Page extract section start

BRIEF DESCRIPTION OF THE DRAWINGS
[0029] FIG. 1 illustrates an exemplary embodiment of a minimally
invasive procedure and controller suite in accordance with the
inventive principles of the present disclosure.
[0030] FIG. 2 illustrates an exemplary embodiment of a minimally
invasive control system in accordance with the inventive principles
of the present disclosure.
[0031] FIG. 3 illustrates a flowchart representative of an
exemplary embodiment of an image-based fusion method in accordance
with the inventive principles of the present disclosure.
[0032] FIGS. 4A and 4B illustrate an image-based fusion of an
endoscopic image and an ultrasound image in accordance with the
inventive principles of the present disclosure.
[0033] FIG. 5 illustrates a registration of an endoscopic image and
a pre-operative volume image as well known in the art.
[0034] FIG. 6 illustrates an exemplary embodiment of a registration
of an image-based fusion of an endoscopic image and an ultrasound
image to an anatomical atlas in accordance with the inventive
principles of the present disclosure.
[0035] FIGS. 7-16 illustrate exemplary embodiments of a display of
an image-based fusion of an endoscopic image and an ultrasound
image in accordance with the inventive principles of the present
disclosure.
[0036] FIGS. 17A and 17B illustrate exemplary embodiments of an
image-based fusion workstation in accordance with the inventive
principles of the present disclosure.
DETAILED DESCRIPTION OF THE PREFERRED EMBODIMENTS
[0037] To facilitate an understanding of the present disclosure,
the following description of FIGS. 1 and 2, teaches basic inventive
principles of an image-based fusion 10 of an endoscopic image and
an ultrasound image of an anatomical region for a minimally
invasive procedure accomplished by a controller network 20. From
this description, those having ordinary skill in the art will
appreciate how to apply the inventive principles of the present
disclosure to incorporate an image-based fusion of the present
disclosure into various types of minimally invasive procedures.
[0038] Referring to FIG. 1, an image-based fusion 10 includes an
endoscope imaging phase 11, a laparoscopic ultrasound (LUS) imaging
phase 12, and an image fusion phase 13 incorporated within a
minimally invasive procedure involving an anatomical region (e.g.,
an abdominal region).
[0039] Generally, endoscope imaging phase 11 involves an
introduction of an endoscope through a port of a patient into the
anatomical region as well known in the art of the present
disclosure whereby the endoscope is operated to generate an
endoscopic image of an anatomical region (e.g., an endoscopic view
of an organ within the anatomical region) as will be further
described herein in connection with FIG. 2.

Page extract section end
Supplied records section start

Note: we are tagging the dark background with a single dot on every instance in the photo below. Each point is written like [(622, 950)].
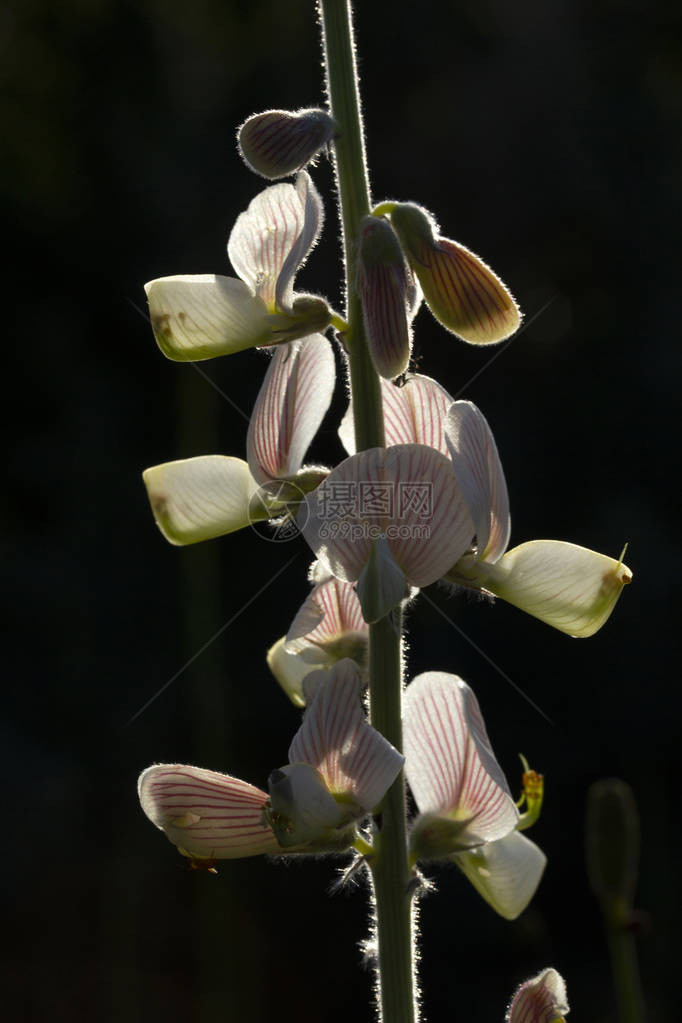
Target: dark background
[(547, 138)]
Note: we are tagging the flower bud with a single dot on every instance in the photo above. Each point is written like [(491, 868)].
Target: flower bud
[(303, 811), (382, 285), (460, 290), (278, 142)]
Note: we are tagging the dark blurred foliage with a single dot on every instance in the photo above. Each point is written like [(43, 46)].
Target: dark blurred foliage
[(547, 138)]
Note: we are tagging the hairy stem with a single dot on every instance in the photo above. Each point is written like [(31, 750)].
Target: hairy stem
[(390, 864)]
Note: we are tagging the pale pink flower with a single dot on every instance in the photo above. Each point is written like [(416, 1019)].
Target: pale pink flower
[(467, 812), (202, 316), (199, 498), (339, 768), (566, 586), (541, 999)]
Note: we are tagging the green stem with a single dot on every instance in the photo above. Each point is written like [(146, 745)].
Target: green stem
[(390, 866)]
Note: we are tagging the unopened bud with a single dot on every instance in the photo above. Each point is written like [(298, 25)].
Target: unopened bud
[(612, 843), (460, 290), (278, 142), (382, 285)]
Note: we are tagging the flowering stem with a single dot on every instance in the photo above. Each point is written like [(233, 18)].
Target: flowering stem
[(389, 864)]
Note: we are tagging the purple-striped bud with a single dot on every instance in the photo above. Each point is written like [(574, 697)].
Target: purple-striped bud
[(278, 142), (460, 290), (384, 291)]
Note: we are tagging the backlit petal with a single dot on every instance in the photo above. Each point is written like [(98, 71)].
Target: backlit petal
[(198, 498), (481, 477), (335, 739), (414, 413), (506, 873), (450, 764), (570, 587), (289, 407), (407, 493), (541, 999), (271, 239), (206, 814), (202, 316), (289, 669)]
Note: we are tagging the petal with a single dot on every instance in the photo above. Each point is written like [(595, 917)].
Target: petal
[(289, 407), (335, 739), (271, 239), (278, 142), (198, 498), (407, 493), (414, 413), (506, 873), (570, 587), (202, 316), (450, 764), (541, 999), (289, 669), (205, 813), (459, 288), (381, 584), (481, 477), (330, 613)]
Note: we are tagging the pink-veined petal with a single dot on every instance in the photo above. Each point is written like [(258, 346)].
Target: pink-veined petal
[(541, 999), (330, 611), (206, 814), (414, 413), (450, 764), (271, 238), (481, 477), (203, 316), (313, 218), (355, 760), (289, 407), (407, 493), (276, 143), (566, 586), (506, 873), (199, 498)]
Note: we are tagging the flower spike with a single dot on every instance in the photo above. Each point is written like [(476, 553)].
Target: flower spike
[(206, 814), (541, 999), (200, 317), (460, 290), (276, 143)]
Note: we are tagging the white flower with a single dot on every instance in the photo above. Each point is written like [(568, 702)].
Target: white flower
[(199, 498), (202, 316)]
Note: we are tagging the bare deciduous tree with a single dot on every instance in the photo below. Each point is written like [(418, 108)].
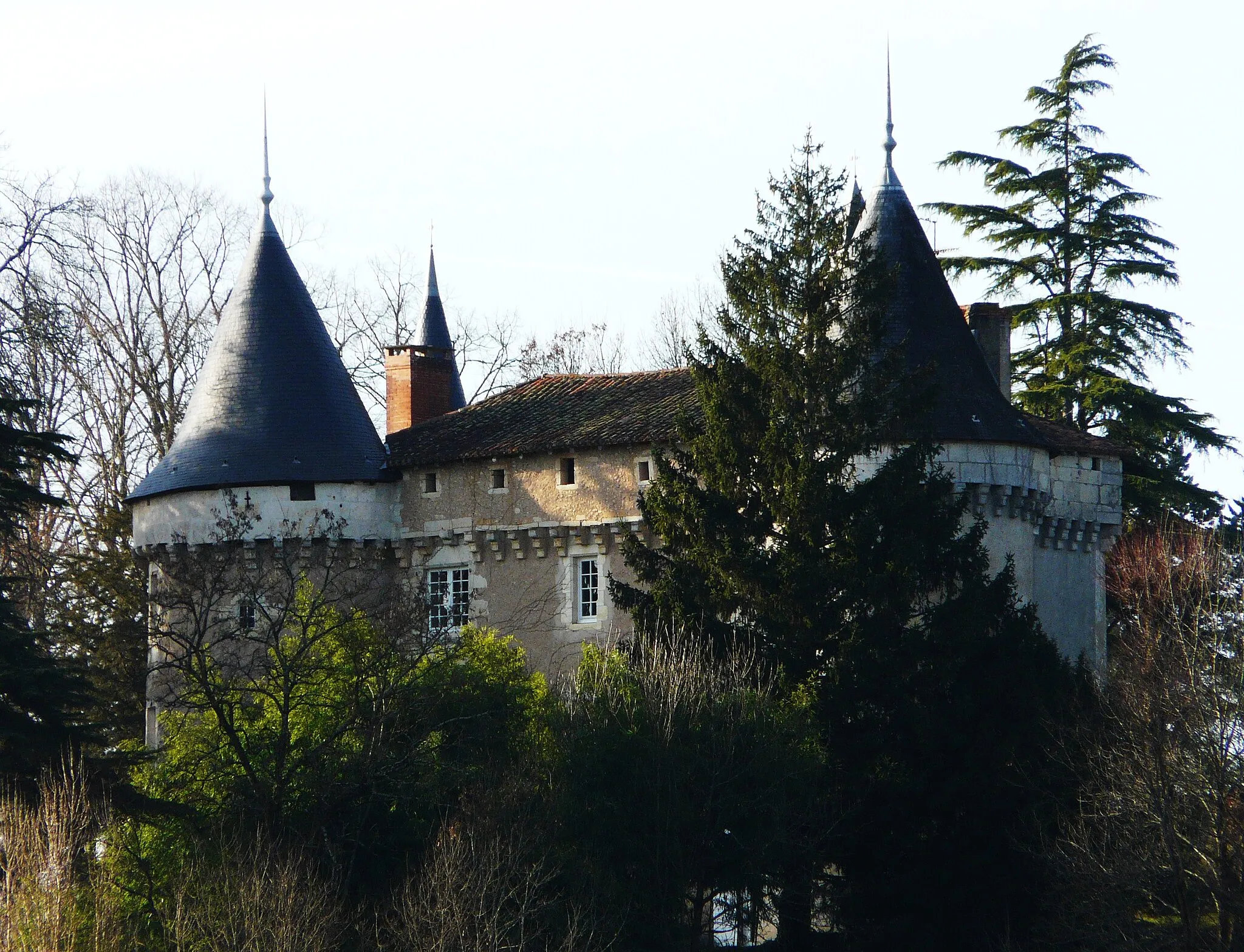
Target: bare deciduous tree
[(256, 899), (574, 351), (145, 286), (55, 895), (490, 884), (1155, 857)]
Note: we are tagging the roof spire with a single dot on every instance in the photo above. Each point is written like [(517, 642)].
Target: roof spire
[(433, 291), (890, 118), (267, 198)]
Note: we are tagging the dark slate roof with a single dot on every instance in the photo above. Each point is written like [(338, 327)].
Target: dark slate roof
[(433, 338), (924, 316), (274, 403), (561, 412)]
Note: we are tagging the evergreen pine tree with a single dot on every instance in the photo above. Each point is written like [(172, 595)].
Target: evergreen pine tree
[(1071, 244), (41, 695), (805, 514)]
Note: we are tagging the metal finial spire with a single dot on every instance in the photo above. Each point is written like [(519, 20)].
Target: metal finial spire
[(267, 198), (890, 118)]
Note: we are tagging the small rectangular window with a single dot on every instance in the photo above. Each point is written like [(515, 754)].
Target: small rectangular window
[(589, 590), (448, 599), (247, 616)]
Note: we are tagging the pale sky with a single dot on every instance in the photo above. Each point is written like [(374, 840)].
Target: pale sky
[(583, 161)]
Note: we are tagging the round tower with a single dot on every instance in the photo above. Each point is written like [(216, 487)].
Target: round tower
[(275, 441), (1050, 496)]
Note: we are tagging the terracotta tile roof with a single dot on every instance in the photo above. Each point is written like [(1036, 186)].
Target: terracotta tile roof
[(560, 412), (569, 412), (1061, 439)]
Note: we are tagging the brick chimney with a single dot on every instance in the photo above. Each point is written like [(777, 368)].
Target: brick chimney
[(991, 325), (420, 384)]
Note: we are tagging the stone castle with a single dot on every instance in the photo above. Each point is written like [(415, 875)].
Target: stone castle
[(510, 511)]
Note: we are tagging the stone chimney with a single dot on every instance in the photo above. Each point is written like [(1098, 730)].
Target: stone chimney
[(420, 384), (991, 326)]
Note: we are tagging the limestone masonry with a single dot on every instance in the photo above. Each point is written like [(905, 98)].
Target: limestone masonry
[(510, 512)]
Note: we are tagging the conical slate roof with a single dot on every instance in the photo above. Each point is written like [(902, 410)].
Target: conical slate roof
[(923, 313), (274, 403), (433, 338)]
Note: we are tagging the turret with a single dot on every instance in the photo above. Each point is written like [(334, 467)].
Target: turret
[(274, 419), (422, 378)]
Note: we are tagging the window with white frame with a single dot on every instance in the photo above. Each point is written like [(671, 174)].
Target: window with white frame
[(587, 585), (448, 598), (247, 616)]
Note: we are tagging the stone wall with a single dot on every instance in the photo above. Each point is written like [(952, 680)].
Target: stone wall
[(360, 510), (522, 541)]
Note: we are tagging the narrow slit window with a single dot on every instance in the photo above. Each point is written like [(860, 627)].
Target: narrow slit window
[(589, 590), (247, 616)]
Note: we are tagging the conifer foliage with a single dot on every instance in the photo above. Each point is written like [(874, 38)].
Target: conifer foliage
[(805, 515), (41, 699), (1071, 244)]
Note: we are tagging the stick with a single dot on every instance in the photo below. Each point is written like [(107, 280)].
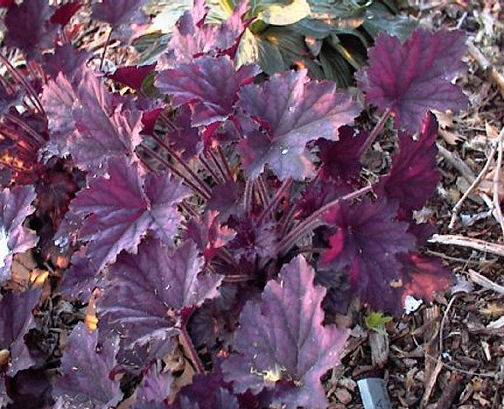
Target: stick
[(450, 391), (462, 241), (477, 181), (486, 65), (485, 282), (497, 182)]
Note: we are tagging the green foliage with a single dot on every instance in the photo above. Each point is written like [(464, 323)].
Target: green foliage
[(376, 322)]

Supplied records section end

**Exercise requirements**
According to the page extract, why does the detailed description begin with FIGS. 1 and 2? Answer in one to three sentences. The entries have nothing to do with what follows.

**Reply to the exercise**
The description of FIGS. 1 and 2 is there to make the present disclosure easier to understand. It teaches the basic inventive principles of an image-based fusion of an endoscopic image and an ultrasound image for a minimally invasive procedure. From it, those having ordinary skill in the art will see how to bring such a fusion into various types of minimally invasive procedures.